* _Problem to work on_: Omit every picture, then return each line of the data below exactly.

* _Recorded information_:
■ ■ ■
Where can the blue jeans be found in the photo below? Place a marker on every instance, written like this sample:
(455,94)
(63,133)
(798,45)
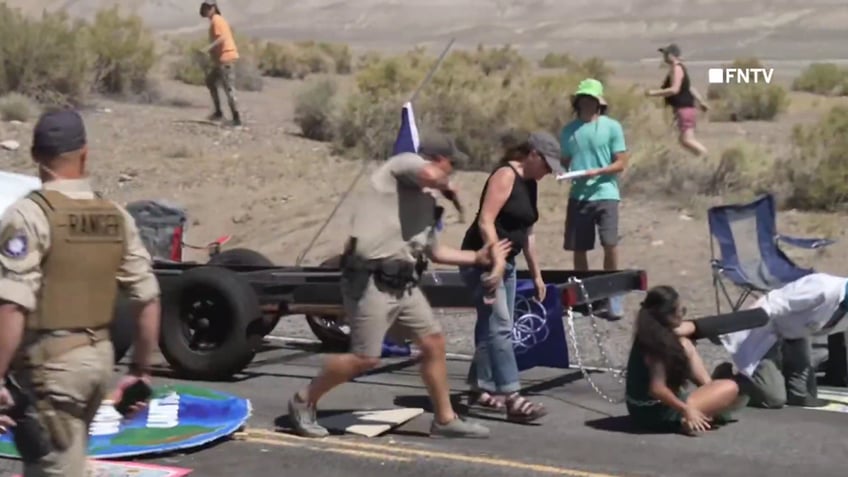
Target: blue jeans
(493,368)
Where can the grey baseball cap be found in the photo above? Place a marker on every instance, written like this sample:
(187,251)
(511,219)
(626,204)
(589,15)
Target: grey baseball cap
(671,49)
(548,146)
(438,144)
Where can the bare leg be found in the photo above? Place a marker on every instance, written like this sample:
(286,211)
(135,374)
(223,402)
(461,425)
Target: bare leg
(697,369)
(610,258)
(434,373)
(581,260)
(688,141)
(337,370)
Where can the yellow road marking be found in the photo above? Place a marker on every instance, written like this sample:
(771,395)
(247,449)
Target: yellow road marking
(252,435)
(351,452)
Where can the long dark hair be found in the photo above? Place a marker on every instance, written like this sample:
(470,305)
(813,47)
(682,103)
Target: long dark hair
(655,335)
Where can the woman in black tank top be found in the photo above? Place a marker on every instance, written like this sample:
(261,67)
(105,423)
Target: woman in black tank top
(507,211)
(678,93)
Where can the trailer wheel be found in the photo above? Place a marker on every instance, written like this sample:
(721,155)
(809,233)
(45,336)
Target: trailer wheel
(122,329)
(210,324)
(332,331)
(249,258)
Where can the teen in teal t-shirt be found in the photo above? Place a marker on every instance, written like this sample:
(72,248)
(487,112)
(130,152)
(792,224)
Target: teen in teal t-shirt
(592,145)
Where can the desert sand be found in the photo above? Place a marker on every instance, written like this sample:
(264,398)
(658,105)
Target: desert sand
(272,189)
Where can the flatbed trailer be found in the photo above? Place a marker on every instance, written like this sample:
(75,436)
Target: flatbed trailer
(215,315)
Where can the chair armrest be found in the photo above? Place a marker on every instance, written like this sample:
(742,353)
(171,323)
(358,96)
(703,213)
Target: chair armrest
(806,243)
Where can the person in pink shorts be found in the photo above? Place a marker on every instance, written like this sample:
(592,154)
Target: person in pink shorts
(684,99)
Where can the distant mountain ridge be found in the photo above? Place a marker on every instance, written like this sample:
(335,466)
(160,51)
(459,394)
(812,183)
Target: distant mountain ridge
(615,29)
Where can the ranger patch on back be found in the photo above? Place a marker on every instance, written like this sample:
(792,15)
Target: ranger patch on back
(95,224)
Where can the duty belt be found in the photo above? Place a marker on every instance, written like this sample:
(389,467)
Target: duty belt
(398,274)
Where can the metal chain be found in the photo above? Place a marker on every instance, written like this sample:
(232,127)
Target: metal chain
(620,373)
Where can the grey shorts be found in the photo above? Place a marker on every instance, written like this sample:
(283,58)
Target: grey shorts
(583,217)
(374,312)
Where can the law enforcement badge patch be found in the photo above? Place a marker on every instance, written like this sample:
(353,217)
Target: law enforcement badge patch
(16,246)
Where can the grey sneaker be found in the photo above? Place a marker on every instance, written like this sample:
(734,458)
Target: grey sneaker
(459,428)
(304,419)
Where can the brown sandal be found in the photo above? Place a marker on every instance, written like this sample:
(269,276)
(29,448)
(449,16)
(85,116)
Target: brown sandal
(520,409)
(489,402)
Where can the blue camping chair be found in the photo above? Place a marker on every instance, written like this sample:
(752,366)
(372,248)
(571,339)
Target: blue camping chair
(749,247)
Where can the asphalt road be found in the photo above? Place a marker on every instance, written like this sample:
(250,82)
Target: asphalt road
(583,436)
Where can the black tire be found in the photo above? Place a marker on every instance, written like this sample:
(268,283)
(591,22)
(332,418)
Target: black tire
(249,258)
(122,328)
(230,309)
(240,256)
(330,330)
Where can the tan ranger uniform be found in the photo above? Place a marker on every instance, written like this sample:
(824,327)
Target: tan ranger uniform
(61,250)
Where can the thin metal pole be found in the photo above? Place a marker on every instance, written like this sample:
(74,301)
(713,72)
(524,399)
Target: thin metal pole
(366,163)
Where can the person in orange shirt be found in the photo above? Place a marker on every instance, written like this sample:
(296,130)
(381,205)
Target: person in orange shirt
(224,55)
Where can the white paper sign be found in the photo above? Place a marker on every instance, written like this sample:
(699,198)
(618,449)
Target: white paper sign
(567,176)
(14,186)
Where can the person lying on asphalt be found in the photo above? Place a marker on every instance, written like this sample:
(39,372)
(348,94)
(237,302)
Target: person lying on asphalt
(775,360)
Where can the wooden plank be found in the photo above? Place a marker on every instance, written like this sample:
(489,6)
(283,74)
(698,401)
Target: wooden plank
(370,423)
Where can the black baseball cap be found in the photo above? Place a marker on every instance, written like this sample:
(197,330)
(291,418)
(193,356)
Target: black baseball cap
(438,144)
(58,132)
(671,49)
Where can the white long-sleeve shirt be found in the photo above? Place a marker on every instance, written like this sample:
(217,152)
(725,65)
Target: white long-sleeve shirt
(800,309)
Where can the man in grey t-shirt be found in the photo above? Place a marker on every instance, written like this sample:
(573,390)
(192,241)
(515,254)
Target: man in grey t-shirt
(393,236)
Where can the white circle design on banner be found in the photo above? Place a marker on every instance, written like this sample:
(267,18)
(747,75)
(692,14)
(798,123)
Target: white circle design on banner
(531,324)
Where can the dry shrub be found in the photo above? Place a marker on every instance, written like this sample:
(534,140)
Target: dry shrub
(124,52)
(557,60)
(661,167)
(593,67)
(297,60)
(43,58)
(314,110)
(823,78)
(59,61)
(747,102)
(817,168)
(476,96)
(17,107)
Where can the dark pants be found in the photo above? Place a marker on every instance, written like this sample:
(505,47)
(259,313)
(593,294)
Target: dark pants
(223,76)
(584,218)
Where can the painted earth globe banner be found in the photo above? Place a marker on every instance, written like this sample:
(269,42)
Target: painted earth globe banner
(178,417)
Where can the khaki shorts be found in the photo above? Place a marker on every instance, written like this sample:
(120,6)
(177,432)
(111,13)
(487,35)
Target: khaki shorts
(374,311)
(76,382)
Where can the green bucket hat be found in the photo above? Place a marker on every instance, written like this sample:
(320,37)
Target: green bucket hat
(590,87)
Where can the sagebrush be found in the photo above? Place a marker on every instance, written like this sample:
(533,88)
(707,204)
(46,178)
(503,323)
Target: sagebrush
(60,61)
(476,96)
(823,78)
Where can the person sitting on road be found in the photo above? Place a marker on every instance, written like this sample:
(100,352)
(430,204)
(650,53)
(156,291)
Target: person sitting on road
(507,211)
(663,358)
(775,359)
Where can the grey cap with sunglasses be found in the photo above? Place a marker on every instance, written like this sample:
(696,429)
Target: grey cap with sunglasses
(547,145)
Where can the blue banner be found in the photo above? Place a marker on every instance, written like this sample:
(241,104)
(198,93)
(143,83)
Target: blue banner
(538,334)
(178,417)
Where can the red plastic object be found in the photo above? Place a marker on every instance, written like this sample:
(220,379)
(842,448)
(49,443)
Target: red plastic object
(177,245)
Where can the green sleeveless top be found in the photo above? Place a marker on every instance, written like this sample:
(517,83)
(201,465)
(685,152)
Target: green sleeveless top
(638,383)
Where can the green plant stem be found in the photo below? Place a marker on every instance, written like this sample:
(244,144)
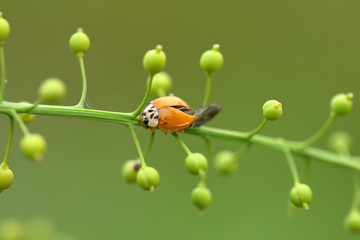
■ ■ ■
* _Response area_:
Where can the blue jeans be found in the photo below? Place a marker on every instance, written like this sample:
(455,94)
(63,133)
(798,45)
Target: blue jeans
(493,368)
Where can the grey baseball cap be found in the photo above? Place a marker on every instance, written like this sample:
(187,251)
(511,219)
(626,204)
(589,15)
Target: grey baseball cap
(671,49)
(548,146)
(438,144)
Where can the bare leg be found in the photo above? Place a marker on every instance, written like this sample:
(286,211)
(135,374)
(223,402)
(461,425)
Target: bare leg
(697,369)
(610,258)
(434,373)
(581,260)
(688,141)
(337,370)
Where can the yellow road marking be found in the photo above? Place a marker on every instance, written like this sample:
(771,395)
(247,449)
Target: yellow road marking
(252,435)
(351,452)
Where can the long dark hair be found in the photo above? Place a marker on every instance, written like this sample:
(470,305)
(813,47)
(682,103)
Target: long dark hair
(655,335)
Where can the woman in black tank top be found in the photo above? Place a marker on every instance, written like this sample:
(261,67)
(105,423)
Target: woman in black tank top
(507,211)
(678,93)
Where can the trailer wheel be found in the photo above? Place a marker on every instance, written like this sample:
(721,155)
(809,233)
(45,336)
Target: trailer wheel
(122,329)
(210,324)
(332,331)
(249,258)
Where can the teen in teal t-shirt be found in the photo above? Place a marker on every instance, written like this sample:
(72,248)
(487,112)
(130,152)
(792,224)
Target: teen in teal t-shirt
(592,145)
Where can the desert sand be found in the photo above? Place a marker on every instance, written like this sample:
(264,398)
(658,105)
Target: desert sand
(272,189)
Where can the flatbed trailer be found in the photo above? Place a marker on every instance, written like this sample:
(75,436)
Target: flatbed trailer
(215,315)
Where can the chair armrest be found in the photo above? Place a marker on every instance, written like this sample:
(742,353)
(171,323)
(358,96)
(703,213)
Target: chair armrest
(806,243)
Where can the person in pink shorts be found in the photo above? Place a marker on every instance, written like this sample:
(592,154)
Target: person in pink shorts
(684,99)
Where can the distant mountain ridge be found in the photo above? Place a marker on every instance, written like this sample:
(335,466)
(160,51)
(459,394)
(812,183)
Target: distant mountain ridge
(615,29)
Where can the ranger patch on back be found in the photo above? Place a marker on every instance, written like this sample:
(792,15)
Target: ranger patch on back
(95,224)
Where can the duty belt be found in the photo above? Place a marker on every instance, written like this sample:
(389,467)
Target: duty belt
(398,274)
Where can the metal chain be found in the photo above? Place a marker on every instance, written like this sample:
(232,127)
Target: metal chain
(620,373)
Where can the grey shorts be found in the photo above? Place a marker on every instance, written like this sample:
(283,58)
Target: grey shorts
(583,217)
(374,312)
Where can the law enforcement badge patch be found in the photo above? Place a marker on every instance, written like this sample:
(353,217)
Target: law enforcement badge patch
(16,246)
Where can the grey sneaker be found in the photo above? Place a marker on every instance, written like this sample:
(734,458)
Target: grey sneaker
(459,428)
(304,419)
Where can the brown sandal be found in the photo above? Place a marker on every instance, written like this sample:
(269,276)
(29,448)
(449,16)
(85,116)
Target: brown sandal
(520,409)
(489,402)
Where can the blue camping chair be found in the photo above? Place a marker on every instance, written like this sample:
(752,366)
(372,248)
(571,339)
Target: blue camping chair
(749,247)
Where can the asphalt road be found in the photo above? Place a marker on every instance, written like this sample:
(250,82)
Target: asphalt road
(583,436)
Where can the black tire be found in the photo above? Place a marker on every instance, written like this sample:
(268,283)
(591,22)
(332,418)
Target: black tire
(249,258)
(122,328)
(230,309)
(240,256)
(330,330)
Where can the tan ranger uniform be found in the photo above? Place a marker on every instance, written like this sample:
(824,327)
Target: tan ranger uniform
(61,250)
Where can the thin metal pole be found in the photo above? Place a marker on every instance, written like this sample:
(74,301)
(713,72)
(524,399)
Target: thin metal pole
(366,163)
Where can the person in orange shirt be found in the photo above? Place a marker on every instance, written like this sample:
(296,130)
(381,205)
Target: person in orange shirt
(224,55)
Where can the white paper sign be found in the photo above? Place a marker on every instance, written like this sample:
(699,198)
(618,449)
Target: white paper sign
(567,176)
(14,186)
Where can the person lying on asphalt be found in the photo above? Place a marker on every instance, written like this sample:
(39,372)
(348,94)
(237,302)
Target: person lying on asphalt
(775,360)
Where can the wooden plank be found in the photo above? Place a marker on every instance, written like this sample:
(489,6)
(283,74)
(698,401)
Target: wooden plank
(370,423)
Where can the black baseball cap be found in the photo above? Place a marker on every instance, written like this sample:
(197,330)
(291,418)
(193,356)
Target: black baseball cap
(438,144)
(58,132)
(671,49)
Where can the white long-sleeve shirt be found in the photo above? Place a marker on every instance, written like this sample:
(217,152)
(725,65)
Target: white long-sleeve shirt
(800,309)
Where can the man in grey t-shirt be found in the photo above? Place a marker on every instance, written like this sample:
(573,390)
(192,241)
(515,254)
Target: man in grey t-shirt
(393,236)
Where can the white circle design on banner be found in the photo above? Place a marker on every instance, written like this sample:
(267,18)
(747,75)
(692,14)
(798,123)
Target: white circle design on banner
(531,324)
Where can the dry shrub be found in the photo above? Place a marker on every instance, written like this sample:
(534,140)
Target: dry shrub
(124,52)
(557,60)
(661,167)
(593,67)
(297,60)
(43,58)
(314,110)
(823,78)
(59,61)
(747,102)
(817,168)
(476,96)
(17,107)
Where can the dark pants be found in the photo above? Place a marker on every instance, written like this sample:
(505,47)
(259,313)
(593,294)
Target: dark pants
(223,76)
(584,218)
Where can the painted earth globe banner be found in the photo above? Place a marker on every instance, written like this sample:
(269,42)
Target: painted earth globe banner
(178,417)
Where can the khaki shorts be found in the photo above? Place a marker on every instance, written like this sample:
(120,6)
(177,432)
(111,13)
(487,35)
Target: khaki shorts
(374,311)
(76,382)
Where can the green bucket hat be found in the photo above? Place a marker on every instance, written like this sample:
(320,37)
Target: green bucket hat
(590,87)
Where can the sagebrush be found in the photo above? Place a marker on every instance, written like this sample:
(533,88)
(707,204)
(46,178)
(503,323)
Target: sagebrush
(60,61)
(476,96)
(823,78)
Where can the person sitting on road be found in the photo above? Place a marker on every instance, written like this sample:
(100,352)
(430,204)
(650,53)
(156,291)
Target: person sitting on road
(507,211)
(663,358)
(775,359)
Where can the grey cap with sunglasses be found in the photo above? Place a marker on every instance, written like this sample:
(696,429)
Target: grey cap with sunglasses
(547,145)
Where can the blue banner be found in the photo above? Place a marker on every instance, written like this sample:
(241,104)
(198,93)
(143,83)
Target: blue banner
(538,334)
(178,417)
Where can the red plastic object be found in the photo above? Place a marker on every instance, written like this sample:
(220,379)
(842,448)
(49,443)
Target: red plastic object
(177,245)
Where can the green sleeveless top be found in the photo above? Place a marker on every instance, written like this sample:
(517,83)
(201,465)
(685,152)
Target: green sleeveless top
(638,383)
Where can the green plant stem be found in the photo below? Place a marker on every instance, written like this sample:
(244,144)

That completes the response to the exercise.